──────── Document excerpt ────────

Fix $0 < \eta < 1$. Prove that the series $\displaystyle\sum_{n=0}^{\infty} x^n cos(nx^2)$ is uniformly convergent on $[0,\eta]$. Deduce that the function $\displaystyle s$ defined by $s(x) = \displaystyle\sum_{n=0}^{\infty} x^n cos(nx^2)$ is continuous on $[0,\eta]$. Explain why $s$ is also continuous on $[0,1)$

I've used the Weierstrass M-Test as $|x^n cos(nx^2)| \leq x^n$ for all $x \in [0,\eta]$ and $p_n(x) = \displaystyle\sum_{k=0}^n x^k = \displaystyle\frac{1-x^{n+1}}{1-x}$ tends to $\displaystyle\frac{1}{1-x}$ for any $x \in [0,\eta]$

Thus as $\displaystyle\sum_{n=0}^{\infty}x^n$ converges, then by the Weierstrass M-Test $\displaystyle\sum_{n=0}^{\infty}x^n cos(nx^2)$ converges uniformly for all $x \in [0,\eta]$.

Also as $x^n$ and $cos(nx^2)$ are continuous for all $x \in [0,\eta]$ we have that $x^n cos(nx^2)$ is continuous for all $x \in [0,\eta]$ and therefore we have that $s(x)$ is continuous on $[0,\eta]$ due to uniform convergence preserving continuity.

──────── Data for analysis ────────

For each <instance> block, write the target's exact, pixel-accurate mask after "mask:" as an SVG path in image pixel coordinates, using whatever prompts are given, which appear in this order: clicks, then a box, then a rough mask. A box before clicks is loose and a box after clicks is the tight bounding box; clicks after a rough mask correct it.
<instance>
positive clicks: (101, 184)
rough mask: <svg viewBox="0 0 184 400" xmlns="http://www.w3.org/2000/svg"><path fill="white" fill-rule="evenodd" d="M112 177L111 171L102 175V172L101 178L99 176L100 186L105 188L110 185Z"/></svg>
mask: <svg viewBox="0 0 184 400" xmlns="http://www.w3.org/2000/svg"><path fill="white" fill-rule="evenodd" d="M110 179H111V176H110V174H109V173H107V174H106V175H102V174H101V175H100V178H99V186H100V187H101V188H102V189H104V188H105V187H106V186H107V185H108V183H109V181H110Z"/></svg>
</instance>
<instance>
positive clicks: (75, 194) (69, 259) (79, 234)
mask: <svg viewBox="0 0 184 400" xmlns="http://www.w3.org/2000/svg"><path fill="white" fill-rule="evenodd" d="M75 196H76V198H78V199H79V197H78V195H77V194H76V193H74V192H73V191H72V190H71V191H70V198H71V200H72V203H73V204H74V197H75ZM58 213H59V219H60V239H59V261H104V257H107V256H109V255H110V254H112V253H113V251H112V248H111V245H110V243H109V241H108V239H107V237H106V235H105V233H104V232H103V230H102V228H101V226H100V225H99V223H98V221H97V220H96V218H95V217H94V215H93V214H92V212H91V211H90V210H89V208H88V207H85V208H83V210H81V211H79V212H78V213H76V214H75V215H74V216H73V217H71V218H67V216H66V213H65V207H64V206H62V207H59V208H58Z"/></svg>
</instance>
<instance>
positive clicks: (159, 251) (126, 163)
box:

────────

Work order A - In the convergence post, condense the paragraph that begins "Also as $x^n$ and $cos(nx^2)$ are continuous" into one shorter sentence that keeps its main facts.
Work order B - Reproduce every one of the segmentation mask records verbatim.
The convergence post and the segmentation mask records come from unrelated sources.

Exercise response A - Since $x^n$ and $cos(nx^2)$ are continuous on $[0,\eta]$, so is their product, and because uniform convergence preserves continuity, $s(x)$ is continuous on $[0,\eta]$.

Exercise response B -
For each <instance> block, write the target's exact, pixel-accurate mask after "mask:" as an SVG path in image pixel coordinates, using whatever prompts are given, which appear in this order: clicks, then a box, then a rough mask. A box before clicks is loose and a box after clicks is the tight bounding box; clicks after a rough mask correct it.
<instance>
positive clicks: (101, 184)
rough mask: <svg viewBox="0 0 184 400" xmlns="http://www.w3.org/2000/svg"><path fill="white" fill-rule="evenodd" d="M112 177L111 171L102 175V172L101 178L99 176L100 186L105 188L110 185Z"/></svg>
mask: <svg viewBox="0 0 184 400" xmlns="http://www.w3.org/2000/svg"><path fill="white" fill-rule="evenodd" d="M110 179H111V176H110V174H109V173H107V174H106V175H102V174H101V175H100V178H99V186H100V187H101V188H102V189H104V188H105V187H106V186H107V185H108V183H109V181H110Z"/></svg>
</instance>
<instance>
positive clicks: (75, 194) (69, 259) (79, 234)
mask: <svg viewBox="0 0 184 400" xmlns="http://www.w3.org/2000/svg"><path fill="white" fill-rule="evenodd" d="M75 196H76V198H78V199H79V197H78V195H77V194H76V193H74V192H73V191H72V190H71V191H70V198H71V200H72V203H73V204H74V197H75ZM58 213H59V219H60V239H59V261H104V257H107V256H109V255H110V254H112V253H113V251H112V248H111V245H110V243H109V241H108V239H107V237H106V235H105V233H104V232H103V230H102V228H101V226H100V225H99V223H98V221H97V220H96V218H95V217H94V215H93V214H92V212H91V211H90V210H89V208H88V207H85V208H83V210H81V211H79V212H78V213H76V214H75V215H74V216H73V217H71V218H67V216H66V213H65V207H64V206H62V207H59V208H58Z"/></svg>
</instance>
<instance>
positive clicks: (159, 251) (126, 163)
box:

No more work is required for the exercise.